Source information:
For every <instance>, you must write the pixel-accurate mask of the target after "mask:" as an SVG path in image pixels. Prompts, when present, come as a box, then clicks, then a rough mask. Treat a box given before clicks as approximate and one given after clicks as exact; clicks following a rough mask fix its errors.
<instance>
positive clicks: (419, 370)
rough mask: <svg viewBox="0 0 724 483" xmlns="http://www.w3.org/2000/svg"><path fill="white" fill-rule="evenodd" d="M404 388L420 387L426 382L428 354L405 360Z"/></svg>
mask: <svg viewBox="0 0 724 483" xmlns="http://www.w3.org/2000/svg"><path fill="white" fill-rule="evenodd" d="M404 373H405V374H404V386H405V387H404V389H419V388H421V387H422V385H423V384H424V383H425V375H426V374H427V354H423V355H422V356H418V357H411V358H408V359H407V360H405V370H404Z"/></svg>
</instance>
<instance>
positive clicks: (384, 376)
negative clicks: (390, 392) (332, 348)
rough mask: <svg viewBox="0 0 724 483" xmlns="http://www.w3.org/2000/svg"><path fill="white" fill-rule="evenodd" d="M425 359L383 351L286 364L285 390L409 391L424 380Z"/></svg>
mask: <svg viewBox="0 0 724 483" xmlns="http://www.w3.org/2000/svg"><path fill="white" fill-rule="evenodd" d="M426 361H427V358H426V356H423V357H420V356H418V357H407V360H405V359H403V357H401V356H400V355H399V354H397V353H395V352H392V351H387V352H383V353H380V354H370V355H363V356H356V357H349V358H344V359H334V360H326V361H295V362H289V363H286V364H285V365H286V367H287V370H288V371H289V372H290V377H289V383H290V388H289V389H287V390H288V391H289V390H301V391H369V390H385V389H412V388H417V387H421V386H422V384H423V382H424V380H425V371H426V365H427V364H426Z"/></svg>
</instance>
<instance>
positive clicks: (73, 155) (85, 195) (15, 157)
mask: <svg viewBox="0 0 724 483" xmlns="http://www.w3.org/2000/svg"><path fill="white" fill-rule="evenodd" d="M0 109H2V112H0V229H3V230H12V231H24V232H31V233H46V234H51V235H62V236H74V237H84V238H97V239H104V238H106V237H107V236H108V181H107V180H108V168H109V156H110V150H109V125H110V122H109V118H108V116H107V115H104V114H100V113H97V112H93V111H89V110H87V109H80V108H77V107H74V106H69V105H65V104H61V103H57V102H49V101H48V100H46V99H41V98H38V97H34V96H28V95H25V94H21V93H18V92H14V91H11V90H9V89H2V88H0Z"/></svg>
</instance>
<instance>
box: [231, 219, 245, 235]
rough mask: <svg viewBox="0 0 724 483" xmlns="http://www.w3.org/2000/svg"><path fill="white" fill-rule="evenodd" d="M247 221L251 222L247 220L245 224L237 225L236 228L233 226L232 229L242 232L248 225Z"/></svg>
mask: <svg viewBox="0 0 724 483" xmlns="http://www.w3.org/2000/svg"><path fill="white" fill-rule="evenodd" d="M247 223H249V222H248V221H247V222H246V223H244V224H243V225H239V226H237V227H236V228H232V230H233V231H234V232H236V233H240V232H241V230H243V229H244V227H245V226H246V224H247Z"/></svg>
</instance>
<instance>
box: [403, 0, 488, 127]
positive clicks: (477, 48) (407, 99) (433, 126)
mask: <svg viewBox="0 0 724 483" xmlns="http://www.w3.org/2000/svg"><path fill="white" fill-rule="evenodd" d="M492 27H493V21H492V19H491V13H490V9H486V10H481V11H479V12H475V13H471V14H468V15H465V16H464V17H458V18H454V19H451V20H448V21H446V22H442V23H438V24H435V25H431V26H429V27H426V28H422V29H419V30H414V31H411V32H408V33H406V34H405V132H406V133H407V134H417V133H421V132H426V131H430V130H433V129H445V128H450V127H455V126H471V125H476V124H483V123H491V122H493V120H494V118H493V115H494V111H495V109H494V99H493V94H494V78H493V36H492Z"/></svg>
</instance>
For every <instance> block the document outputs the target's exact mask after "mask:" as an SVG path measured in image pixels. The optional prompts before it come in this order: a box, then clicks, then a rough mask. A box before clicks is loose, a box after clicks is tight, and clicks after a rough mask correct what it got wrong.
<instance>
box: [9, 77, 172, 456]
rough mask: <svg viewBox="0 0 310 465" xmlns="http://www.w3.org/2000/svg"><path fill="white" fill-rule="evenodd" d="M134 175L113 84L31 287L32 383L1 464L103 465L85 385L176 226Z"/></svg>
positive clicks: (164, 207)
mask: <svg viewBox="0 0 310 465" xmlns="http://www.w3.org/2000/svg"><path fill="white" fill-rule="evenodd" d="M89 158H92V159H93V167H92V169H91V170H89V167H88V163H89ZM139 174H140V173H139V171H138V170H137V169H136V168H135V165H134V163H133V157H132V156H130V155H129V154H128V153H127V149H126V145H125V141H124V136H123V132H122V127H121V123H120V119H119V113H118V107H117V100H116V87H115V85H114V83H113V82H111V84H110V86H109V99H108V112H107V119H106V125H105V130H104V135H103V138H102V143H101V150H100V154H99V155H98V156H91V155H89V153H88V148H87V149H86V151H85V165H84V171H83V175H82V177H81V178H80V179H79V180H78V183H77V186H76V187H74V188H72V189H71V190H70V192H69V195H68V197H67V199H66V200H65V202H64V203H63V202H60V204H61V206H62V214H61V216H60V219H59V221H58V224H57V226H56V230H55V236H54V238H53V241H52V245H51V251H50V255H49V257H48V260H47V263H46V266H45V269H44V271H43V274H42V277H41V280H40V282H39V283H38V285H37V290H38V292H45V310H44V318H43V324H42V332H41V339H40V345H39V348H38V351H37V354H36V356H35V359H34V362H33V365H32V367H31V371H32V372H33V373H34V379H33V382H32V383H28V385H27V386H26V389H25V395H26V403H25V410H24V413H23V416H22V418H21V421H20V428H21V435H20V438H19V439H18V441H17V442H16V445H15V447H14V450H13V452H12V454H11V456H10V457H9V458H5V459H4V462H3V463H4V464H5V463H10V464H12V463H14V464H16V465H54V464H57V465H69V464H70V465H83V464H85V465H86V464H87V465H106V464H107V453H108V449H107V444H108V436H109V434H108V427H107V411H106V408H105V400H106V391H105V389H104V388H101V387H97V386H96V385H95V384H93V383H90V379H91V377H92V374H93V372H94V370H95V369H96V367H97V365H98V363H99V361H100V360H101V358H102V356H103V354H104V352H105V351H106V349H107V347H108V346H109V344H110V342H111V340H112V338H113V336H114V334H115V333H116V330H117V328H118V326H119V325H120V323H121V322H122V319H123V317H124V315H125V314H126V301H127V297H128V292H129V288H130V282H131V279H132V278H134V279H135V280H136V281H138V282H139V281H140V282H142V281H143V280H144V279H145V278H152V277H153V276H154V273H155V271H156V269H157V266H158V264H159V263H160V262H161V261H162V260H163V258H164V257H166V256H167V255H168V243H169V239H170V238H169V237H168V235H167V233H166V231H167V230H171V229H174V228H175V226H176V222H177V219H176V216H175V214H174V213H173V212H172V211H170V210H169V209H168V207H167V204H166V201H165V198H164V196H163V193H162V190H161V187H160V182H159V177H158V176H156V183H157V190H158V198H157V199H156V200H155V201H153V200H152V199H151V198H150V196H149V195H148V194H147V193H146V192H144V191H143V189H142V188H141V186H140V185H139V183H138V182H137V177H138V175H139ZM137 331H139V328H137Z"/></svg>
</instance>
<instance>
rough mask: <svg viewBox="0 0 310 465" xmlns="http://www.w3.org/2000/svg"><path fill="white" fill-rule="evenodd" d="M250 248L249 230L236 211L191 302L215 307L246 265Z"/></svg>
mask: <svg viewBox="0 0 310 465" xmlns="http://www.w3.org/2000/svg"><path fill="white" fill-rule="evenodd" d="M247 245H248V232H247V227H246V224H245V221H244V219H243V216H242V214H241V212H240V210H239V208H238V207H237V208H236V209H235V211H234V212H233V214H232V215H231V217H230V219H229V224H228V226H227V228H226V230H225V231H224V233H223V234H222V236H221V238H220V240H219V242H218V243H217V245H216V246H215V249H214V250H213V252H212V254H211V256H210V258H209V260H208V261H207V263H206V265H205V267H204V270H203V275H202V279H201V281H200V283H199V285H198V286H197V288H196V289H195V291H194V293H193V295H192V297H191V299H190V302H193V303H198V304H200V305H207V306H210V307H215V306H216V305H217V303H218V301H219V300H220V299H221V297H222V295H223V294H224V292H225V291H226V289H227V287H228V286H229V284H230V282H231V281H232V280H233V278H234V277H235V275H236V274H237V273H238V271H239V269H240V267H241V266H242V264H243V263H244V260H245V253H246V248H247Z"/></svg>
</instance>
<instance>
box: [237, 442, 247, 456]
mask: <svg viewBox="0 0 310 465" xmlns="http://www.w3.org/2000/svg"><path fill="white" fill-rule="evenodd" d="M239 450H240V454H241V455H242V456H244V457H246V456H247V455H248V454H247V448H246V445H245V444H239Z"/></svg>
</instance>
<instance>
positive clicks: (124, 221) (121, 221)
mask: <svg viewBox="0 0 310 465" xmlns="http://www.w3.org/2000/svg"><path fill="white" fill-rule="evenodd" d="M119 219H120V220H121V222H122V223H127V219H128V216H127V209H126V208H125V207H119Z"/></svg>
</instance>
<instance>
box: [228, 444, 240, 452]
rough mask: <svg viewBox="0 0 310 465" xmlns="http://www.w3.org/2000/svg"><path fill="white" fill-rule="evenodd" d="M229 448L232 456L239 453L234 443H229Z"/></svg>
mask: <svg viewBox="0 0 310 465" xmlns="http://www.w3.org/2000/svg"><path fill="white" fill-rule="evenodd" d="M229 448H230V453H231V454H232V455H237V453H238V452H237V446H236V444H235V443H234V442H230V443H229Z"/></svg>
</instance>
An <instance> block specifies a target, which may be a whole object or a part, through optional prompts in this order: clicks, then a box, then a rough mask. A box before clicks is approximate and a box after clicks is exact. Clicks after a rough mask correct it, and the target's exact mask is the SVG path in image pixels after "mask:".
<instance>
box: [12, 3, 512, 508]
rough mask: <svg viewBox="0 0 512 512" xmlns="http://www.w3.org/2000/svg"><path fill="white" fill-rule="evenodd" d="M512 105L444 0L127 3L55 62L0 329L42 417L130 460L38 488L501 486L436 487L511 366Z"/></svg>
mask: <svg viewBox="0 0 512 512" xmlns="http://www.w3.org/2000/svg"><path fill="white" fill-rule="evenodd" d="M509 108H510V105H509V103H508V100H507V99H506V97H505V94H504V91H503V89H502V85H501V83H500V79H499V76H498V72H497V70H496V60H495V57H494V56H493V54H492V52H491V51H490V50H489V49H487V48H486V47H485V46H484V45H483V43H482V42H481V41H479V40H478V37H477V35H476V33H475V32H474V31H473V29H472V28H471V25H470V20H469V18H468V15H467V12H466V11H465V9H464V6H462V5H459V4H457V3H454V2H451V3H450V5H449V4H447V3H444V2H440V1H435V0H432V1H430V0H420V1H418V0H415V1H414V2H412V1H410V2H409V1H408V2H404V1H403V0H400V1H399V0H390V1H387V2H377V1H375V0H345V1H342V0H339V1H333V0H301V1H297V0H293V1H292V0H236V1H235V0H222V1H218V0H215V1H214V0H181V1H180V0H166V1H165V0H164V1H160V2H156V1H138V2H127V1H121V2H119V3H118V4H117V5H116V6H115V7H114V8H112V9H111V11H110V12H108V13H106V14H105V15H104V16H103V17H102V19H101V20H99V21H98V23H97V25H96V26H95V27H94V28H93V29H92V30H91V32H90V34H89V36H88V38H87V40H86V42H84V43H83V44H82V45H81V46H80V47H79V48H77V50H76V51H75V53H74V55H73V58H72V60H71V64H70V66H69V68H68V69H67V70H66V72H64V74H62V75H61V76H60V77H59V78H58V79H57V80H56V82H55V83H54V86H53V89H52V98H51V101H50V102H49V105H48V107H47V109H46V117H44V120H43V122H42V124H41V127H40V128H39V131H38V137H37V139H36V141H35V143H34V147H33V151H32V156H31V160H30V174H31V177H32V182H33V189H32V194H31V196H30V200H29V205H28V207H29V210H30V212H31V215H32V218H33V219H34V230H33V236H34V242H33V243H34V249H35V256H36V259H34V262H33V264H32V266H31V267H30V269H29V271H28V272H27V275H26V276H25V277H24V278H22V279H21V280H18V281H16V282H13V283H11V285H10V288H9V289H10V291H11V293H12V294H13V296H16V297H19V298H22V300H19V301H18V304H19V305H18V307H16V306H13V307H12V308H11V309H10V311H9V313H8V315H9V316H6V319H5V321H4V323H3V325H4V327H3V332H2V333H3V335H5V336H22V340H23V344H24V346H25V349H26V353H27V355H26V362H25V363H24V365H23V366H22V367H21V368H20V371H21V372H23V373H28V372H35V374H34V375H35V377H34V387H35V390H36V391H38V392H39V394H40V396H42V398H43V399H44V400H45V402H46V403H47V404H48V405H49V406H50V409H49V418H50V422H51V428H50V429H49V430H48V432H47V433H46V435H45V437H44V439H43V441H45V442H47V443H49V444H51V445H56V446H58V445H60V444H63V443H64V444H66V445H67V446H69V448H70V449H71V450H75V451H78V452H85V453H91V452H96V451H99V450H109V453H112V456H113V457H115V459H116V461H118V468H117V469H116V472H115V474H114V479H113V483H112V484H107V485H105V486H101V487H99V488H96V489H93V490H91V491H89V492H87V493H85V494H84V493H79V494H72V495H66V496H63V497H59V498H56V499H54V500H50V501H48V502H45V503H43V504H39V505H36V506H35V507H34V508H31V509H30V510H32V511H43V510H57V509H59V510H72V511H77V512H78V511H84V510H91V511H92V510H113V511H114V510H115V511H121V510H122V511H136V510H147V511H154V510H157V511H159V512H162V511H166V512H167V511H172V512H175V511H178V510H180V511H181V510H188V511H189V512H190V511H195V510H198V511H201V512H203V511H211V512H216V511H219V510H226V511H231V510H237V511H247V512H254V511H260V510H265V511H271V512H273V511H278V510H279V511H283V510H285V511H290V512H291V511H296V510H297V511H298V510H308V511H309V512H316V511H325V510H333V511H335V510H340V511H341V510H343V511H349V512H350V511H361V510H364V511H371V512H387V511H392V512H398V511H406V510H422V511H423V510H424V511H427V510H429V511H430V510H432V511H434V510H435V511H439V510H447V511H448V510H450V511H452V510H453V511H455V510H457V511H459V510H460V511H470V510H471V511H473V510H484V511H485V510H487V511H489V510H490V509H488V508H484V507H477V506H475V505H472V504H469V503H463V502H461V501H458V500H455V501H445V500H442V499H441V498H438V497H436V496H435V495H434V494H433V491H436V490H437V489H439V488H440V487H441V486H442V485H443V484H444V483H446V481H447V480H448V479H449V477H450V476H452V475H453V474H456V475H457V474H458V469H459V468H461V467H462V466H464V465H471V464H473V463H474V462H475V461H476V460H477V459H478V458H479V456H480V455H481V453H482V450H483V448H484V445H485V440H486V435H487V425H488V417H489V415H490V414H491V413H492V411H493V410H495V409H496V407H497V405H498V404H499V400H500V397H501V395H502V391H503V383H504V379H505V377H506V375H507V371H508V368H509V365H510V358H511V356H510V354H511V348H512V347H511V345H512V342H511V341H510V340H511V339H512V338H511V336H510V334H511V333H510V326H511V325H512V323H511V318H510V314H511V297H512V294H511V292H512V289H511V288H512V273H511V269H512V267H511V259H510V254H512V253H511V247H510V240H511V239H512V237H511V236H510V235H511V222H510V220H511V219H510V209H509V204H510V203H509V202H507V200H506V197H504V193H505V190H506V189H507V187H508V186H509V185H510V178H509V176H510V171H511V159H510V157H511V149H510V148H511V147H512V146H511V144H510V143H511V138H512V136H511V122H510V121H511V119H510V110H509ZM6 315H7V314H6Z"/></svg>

What you will do:
Work out how many lines in the material above hold the string "then", and reply with the number only.

Result of this task:
3